## Provided text
This book has caused me to reassess my opinions of Dennett. It now behooves me to acquire his entire output and carefully read it. I don't expect to come to agreement with him, but he is important for me to understand and be able to discuss, since we have at least two common areas of interest, religion and the mind.

[1]Dennett, Daniel C., Breaking the Spell: Religion as a Natural Phenomenon, Viking Penguin, New York, (2006)

Friday, October 07, 2011

The Best Tribute to Steve Jobs I Have Read

Being slow to catch up, I just came across this excellent piece by Paul Greenberg in Townhall. He not only accurately places Steve Jobs at the head of the pack, but also properly identifies the reasons he got there.

Read it.

Wednesday, October 05, 2011

God's Problem

This is the title of a recent book[1] by Bart D. Ehrman, a professor of religious studies at the University of North Carolina, Chapel Hill. It is an thorough presentation of the problem of suffering in the world as discussed in the Bible. It is also a personal statement by Dr. Ehrman on why he is an agnostic. He became an agnostic in response to the argument from evil against the existence of God.

This book is a very readable and excellent guide to what the Bible says about suffering, and points out that the answers are contradictory. Along the way, Dr. Ehrman points out the illogic of people who thank God for saving them when they are among the few saved in a disaster, when many others died at the same time. The obvious question is, "Why didn't He save them also?" or "Why did He allow the disaster in the first place?"

I have discussed the problems of good and evil and theodicy in other posts, so won't repeat the discussion. My answer, rather than agnosticism or atheism, was to decide that God was not omnipotent. [My thirty years of agnosticism were due to logical, philosophical issues not the problem of evil.]

Dr. Ehrman's presentation of the problem of evil is excellent. I think his attempted resolution is a bit weak, but then many would say my resolution leads to a God that is not worth worshipping. (Actually, I can't say as I worship God so much as revere, respect, and listen to Him.)

For anyone concerned with the theodicy, this is an important book. It presents all the sides of the issue, and all of the answers that have been offered. I strongly recommend it.

## Source data
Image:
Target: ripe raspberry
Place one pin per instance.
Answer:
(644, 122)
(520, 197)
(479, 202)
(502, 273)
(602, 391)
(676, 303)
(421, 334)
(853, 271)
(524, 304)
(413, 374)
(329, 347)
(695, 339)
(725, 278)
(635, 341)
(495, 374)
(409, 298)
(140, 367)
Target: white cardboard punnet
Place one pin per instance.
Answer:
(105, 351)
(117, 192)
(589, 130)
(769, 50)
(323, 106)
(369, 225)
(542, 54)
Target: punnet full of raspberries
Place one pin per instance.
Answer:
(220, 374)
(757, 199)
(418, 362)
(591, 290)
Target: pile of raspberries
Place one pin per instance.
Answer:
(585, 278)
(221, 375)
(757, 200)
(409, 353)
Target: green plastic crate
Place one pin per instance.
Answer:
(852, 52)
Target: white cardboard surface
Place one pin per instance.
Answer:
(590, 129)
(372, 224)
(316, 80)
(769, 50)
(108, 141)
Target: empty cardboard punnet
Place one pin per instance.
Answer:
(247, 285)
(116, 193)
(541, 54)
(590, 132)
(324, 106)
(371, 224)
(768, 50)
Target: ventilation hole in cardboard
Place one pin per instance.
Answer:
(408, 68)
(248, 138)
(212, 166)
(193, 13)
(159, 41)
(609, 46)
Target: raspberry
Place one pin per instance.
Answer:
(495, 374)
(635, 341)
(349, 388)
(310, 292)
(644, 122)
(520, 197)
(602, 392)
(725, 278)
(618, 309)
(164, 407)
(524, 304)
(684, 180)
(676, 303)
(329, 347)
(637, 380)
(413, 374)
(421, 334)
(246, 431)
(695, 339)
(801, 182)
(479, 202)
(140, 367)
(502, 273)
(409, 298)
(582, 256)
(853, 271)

## List of tasks
**a.** Please output everything in the blog excerpt from "[1]Dennett, Daniel C., Breaking" down to "he got there.".
**b.** According to the blog excerpt, at which university does Bart D. Ehrman teach religious studies?

## Results for each task
**a.**
[1]Dennett, Daniel C., Breaking the Spell: Religion as a Natural Phenomenon, Viking Penguin, New York, (2006)

Friday, October 07, 2011

The Best Tribute to Steve Jobs I Have Read

Being slow to catch up, I just came across this excellent piece by Paul Greenberg in Townhall. He not only accurately places Steve Jobs at the head of the pack, but also properly identifies the reasons he got there.

**b.** The University of North Carolina, Chapel Hill.